Source records:
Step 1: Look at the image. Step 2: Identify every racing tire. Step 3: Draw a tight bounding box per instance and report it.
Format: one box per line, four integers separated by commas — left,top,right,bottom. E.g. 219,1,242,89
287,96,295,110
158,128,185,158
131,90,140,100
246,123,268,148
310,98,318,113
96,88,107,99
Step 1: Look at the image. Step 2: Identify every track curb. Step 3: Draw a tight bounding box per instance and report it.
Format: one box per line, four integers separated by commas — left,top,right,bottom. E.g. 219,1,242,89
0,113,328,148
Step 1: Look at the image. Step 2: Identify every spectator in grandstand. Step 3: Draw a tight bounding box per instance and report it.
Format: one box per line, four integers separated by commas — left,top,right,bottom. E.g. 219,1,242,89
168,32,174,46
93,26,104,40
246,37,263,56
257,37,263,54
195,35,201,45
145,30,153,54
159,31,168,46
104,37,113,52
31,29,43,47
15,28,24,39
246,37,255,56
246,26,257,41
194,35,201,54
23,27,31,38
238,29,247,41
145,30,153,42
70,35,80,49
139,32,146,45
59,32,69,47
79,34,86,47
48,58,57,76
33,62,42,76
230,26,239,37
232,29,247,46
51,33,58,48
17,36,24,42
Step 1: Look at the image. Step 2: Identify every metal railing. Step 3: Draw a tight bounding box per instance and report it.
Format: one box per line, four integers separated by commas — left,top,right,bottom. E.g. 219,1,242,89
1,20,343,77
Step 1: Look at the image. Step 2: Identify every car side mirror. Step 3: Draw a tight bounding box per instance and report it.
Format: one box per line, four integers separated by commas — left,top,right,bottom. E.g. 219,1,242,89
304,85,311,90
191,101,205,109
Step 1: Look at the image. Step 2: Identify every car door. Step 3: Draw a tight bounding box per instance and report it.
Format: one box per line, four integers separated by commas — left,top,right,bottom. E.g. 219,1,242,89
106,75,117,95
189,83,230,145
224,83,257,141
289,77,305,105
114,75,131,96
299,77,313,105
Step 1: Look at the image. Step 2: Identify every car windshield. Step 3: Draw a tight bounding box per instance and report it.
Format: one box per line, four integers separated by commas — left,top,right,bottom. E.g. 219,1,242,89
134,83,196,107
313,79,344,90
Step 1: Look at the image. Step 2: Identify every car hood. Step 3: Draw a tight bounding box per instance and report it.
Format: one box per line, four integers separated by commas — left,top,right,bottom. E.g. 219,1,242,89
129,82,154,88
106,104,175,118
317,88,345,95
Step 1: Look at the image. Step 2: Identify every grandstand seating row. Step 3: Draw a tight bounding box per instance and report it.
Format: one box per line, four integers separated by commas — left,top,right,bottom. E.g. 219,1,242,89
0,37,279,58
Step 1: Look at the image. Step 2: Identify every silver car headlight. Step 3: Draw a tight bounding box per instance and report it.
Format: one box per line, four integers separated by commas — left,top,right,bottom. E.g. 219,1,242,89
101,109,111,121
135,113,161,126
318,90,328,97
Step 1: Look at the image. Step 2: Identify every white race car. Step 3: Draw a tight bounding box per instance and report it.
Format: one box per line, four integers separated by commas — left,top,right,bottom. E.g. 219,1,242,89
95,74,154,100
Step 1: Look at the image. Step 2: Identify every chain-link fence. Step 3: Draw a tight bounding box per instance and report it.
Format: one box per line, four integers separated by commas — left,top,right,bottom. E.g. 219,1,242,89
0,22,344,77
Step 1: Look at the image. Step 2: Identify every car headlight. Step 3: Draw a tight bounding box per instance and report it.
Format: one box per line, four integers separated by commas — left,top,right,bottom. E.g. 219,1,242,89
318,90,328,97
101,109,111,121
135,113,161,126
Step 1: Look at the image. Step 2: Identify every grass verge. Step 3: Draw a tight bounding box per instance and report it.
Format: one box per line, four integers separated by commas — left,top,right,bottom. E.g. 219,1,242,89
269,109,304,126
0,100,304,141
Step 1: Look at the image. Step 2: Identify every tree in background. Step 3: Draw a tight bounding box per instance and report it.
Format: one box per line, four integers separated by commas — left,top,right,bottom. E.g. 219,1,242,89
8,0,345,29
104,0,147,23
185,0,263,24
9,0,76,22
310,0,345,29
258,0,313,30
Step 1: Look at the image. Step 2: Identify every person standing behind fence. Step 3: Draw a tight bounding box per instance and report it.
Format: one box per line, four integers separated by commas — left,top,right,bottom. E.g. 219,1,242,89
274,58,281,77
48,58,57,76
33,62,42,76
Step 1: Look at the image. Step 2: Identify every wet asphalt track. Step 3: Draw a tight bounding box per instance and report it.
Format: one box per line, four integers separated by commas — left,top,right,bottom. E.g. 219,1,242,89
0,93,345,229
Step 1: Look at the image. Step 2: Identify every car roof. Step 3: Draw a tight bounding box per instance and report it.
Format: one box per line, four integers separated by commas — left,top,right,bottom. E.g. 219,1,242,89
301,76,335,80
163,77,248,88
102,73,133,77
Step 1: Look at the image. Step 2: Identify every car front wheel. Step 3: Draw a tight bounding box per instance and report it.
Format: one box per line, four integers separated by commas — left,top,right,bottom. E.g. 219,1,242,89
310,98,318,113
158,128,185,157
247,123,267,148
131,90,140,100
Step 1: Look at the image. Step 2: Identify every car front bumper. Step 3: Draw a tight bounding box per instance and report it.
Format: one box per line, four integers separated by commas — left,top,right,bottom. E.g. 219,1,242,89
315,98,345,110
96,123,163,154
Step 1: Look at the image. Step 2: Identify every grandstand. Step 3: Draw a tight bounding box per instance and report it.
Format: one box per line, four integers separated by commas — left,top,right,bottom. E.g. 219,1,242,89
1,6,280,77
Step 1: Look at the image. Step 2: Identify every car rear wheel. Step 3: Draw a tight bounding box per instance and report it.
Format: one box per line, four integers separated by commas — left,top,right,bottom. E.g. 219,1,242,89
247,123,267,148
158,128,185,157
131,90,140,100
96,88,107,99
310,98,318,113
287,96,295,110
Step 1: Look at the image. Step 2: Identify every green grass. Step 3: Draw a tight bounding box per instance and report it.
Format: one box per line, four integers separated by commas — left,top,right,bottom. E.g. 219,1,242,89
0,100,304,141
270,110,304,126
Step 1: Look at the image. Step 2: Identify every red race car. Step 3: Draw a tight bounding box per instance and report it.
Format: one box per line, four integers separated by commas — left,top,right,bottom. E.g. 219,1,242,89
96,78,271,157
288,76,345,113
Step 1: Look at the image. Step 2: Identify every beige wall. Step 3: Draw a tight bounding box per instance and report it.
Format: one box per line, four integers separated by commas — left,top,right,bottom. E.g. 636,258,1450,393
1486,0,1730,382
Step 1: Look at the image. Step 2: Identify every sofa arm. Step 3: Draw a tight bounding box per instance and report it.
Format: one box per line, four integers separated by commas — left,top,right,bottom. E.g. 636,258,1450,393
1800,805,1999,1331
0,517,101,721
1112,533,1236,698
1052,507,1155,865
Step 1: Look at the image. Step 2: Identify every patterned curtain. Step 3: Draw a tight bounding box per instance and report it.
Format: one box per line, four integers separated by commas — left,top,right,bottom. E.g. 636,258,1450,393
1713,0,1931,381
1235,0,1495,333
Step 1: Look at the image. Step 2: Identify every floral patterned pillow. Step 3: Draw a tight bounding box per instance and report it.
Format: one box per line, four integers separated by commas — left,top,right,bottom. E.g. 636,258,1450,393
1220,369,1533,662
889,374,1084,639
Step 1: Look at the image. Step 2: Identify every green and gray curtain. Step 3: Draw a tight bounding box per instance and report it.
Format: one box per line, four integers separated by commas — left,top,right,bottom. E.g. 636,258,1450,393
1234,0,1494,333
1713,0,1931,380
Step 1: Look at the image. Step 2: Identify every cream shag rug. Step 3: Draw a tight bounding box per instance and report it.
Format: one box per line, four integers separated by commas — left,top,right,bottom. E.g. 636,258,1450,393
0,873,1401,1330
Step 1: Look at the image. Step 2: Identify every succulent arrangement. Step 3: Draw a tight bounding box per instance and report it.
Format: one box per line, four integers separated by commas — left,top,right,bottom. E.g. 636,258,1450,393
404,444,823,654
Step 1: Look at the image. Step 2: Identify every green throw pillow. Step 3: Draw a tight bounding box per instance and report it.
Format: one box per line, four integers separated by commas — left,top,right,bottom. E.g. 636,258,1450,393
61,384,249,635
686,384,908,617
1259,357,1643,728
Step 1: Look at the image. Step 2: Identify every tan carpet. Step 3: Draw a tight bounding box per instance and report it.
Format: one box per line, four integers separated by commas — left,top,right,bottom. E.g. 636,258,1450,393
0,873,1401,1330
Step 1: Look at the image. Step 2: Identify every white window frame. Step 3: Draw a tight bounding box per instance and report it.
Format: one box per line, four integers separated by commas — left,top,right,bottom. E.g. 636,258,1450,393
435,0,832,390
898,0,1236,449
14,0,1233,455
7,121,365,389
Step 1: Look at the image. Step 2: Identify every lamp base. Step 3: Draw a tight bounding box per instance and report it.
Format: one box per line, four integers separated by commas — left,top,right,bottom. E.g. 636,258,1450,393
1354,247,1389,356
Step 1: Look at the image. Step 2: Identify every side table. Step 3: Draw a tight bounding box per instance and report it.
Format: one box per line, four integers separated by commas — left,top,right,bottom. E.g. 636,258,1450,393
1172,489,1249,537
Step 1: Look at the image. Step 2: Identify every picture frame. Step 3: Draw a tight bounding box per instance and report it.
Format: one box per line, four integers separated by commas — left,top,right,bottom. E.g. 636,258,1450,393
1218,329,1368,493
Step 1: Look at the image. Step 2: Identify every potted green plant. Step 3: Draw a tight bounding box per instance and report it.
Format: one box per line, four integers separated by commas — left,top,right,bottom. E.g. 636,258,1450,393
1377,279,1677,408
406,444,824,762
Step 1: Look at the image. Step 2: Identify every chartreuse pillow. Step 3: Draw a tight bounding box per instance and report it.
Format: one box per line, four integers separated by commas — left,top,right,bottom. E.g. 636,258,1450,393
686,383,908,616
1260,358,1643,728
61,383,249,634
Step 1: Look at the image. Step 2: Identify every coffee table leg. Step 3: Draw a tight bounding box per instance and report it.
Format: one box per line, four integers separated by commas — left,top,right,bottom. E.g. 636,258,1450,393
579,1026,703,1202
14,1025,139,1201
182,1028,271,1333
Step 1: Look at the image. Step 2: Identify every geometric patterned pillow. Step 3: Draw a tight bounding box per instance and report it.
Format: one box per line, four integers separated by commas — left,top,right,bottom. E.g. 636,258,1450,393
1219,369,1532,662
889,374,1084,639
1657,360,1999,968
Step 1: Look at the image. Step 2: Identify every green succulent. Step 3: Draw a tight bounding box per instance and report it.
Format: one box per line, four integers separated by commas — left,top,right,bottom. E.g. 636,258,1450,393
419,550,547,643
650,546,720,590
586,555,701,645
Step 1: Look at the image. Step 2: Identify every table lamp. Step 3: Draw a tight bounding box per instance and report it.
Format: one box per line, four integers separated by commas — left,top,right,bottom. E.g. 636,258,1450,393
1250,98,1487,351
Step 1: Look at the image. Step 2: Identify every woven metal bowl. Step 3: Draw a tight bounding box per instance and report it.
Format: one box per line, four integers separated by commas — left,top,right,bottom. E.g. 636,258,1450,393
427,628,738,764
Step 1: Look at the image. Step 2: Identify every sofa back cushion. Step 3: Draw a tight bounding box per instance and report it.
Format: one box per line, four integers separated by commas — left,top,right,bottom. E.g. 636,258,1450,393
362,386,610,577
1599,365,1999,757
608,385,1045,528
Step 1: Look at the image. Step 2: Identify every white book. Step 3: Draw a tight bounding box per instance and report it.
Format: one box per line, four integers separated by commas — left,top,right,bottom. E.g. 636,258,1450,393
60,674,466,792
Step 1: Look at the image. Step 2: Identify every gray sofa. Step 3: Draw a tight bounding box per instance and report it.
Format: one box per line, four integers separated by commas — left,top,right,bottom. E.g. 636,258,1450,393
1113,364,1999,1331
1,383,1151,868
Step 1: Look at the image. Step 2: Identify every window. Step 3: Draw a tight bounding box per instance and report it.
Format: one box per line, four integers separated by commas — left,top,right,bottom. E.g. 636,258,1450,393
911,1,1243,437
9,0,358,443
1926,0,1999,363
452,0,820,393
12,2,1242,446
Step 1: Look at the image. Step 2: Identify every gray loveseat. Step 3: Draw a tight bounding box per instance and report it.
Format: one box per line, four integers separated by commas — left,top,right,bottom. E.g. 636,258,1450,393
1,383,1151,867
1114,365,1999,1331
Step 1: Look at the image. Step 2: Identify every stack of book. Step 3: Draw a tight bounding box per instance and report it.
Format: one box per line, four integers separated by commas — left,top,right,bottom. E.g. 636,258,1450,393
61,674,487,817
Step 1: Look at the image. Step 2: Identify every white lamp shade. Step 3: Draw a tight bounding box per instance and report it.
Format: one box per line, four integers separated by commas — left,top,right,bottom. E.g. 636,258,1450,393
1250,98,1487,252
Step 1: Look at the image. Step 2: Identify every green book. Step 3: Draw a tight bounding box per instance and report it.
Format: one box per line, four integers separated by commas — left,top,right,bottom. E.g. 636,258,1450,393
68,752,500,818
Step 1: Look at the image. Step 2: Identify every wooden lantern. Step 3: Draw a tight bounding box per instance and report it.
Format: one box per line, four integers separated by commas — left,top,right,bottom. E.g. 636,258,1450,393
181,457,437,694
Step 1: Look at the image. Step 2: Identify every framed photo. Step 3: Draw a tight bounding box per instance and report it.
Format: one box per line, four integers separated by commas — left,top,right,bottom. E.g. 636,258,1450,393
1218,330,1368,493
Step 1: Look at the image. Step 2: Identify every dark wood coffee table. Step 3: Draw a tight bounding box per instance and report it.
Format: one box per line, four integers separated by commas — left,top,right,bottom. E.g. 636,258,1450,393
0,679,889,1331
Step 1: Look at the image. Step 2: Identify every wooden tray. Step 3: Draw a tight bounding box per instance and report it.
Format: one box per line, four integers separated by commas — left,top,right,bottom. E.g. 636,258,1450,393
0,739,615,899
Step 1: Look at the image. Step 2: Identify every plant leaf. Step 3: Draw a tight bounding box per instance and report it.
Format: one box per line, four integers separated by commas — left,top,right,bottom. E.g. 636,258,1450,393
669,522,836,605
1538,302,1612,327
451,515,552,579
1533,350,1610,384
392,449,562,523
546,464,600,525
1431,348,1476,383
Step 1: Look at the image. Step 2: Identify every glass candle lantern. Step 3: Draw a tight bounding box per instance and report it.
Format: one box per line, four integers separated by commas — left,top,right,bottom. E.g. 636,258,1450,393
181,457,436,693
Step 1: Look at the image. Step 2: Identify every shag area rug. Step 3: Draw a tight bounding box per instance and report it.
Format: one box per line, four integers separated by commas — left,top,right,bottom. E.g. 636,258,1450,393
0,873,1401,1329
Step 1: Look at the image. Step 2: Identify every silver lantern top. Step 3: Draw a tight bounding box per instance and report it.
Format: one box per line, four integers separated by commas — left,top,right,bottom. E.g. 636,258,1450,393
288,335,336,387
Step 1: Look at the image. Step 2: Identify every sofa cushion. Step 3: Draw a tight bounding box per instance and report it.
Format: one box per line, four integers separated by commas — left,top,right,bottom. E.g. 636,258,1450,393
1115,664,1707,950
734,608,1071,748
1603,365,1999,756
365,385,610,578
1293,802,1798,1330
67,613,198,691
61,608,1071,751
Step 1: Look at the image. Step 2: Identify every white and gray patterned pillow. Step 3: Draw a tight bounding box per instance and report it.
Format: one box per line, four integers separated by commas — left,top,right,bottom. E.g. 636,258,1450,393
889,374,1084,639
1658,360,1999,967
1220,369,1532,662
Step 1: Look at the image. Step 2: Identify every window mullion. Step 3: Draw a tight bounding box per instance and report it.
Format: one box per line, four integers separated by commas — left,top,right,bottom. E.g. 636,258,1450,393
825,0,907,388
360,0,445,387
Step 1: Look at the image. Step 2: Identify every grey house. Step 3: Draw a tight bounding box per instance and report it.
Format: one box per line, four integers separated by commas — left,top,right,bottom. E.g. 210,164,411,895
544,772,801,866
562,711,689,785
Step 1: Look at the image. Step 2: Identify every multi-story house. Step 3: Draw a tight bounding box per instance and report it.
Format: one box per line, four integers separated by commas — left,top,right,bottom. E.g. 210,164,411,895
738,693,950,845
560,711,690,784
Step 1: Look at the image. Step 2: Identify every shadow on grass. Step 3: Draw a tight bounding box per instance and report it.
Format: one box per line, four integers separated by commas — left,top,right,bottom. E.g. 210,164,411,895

• Exercise: In which lines of the records does the word "lantern" appear? Copy each of them.

• Result for this task:
Step 1: Look at the image. Step 2: Identify every wooden lantern. Step 3: Draw a tight bounding box per instance and report it.
Step 1: Look at the image. Step 2: Identify every glass candle lantern. Step 3: Draw a tight bounding box per instance and report it.
Step 1: Look at the image. Step 2: Identify every silver lantern top. Step 3: Draw a tight bounding box per instance and report it.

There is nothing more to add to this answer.